Task to carry out
Among the records that follow, find each line holding the word "horse" and copy it.

Saved data entries:
- Opening Delimiter -
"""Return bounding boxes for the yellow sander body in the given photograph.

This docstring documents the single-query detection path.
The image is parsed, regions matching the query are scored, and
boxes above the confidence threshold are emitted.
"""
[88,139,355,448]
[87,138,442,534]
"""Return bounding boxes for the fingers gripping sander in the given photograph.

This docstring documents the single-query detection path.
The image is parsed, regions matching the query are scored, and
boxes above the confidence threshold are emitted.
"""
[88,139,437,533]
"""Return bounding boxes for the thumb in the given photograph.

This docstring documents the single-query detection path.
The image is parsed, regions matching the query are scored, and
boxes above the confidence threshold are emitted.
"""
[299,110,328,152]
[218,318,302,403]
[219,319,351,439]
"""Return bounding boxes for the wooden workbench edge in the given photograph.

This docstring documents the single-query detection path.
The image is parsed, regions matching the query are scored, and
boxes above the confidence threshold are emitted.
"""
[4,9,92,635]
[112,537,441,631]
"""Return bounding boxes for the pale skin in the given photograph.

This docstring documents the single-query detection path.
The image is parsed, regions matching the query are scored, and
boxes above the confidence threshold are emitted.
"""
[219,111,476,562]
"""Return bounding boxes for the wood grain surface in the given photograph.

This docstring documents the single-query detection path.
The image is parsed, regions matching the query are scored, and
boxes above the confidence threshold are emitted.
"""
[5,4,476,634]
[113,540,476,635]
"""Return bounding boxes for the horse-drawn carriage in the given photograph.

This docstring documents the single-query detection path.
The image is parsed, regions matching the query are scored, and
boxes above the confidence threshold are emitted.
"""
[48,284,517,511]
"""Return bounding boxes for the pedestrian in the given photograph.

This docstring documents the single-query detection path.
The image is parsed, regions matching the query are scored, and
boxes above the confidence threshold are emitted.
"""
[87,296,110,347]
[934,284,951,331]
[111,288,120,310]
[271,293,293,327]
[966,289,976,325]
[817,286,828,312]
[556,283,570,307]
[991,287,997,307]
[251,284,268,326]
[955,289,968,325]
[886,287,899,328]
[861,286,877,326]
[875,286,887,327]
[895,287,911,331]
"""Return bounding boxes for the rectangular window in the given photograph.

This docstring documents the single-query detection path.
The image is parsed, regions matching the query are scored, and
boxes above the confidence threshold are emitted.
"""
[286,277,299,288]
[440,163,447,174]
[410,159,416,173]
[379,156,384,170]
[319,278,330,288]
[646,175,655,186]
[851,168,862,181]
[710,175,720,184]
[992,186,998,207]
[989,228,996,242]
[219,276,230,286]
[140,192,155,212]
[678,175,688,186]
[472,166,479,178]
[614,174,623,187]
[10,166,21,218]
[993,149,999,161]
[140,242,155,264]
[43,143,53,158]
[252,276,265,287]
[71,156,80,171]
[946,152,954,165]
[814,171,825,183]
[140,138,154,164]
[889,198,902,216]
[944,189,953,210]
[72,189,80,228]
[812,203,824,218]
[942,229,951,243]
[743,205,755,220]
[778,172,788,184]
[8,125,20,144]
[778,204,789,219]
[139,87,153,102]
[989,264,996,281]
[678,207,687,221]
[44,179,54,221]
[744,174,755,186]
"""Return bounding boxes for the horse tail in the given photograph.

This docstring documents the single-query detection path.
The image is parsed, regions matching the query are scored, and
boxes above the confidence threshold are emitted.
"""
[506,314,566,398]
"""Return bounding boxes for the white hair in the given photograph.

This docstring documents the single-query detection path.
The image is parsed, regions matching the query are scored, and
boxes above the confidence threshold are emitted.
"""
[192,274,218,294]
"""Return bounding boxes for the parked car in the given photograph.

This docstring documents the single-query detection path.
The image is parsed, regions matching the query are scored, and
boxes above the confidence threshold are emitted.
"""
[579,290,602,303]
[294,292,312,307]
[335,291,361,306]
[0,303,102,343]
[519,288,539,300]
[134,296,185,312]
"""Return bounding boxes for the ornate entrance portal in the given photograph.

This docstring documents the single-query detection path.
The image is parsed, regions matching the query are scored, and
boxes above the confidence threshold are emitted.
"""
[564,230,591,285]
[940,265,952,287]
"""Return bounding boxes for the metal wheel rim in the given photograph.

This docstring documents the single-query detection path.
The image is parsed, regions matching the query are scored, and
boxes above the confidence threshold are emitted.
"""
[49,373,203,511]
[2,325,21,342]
- Closing Delimiter -
Task output
"""Return bounding boxes for the horse-drawn carriage in the given photograph.
"""Return bounding boxes for the horse tail in the given photograph.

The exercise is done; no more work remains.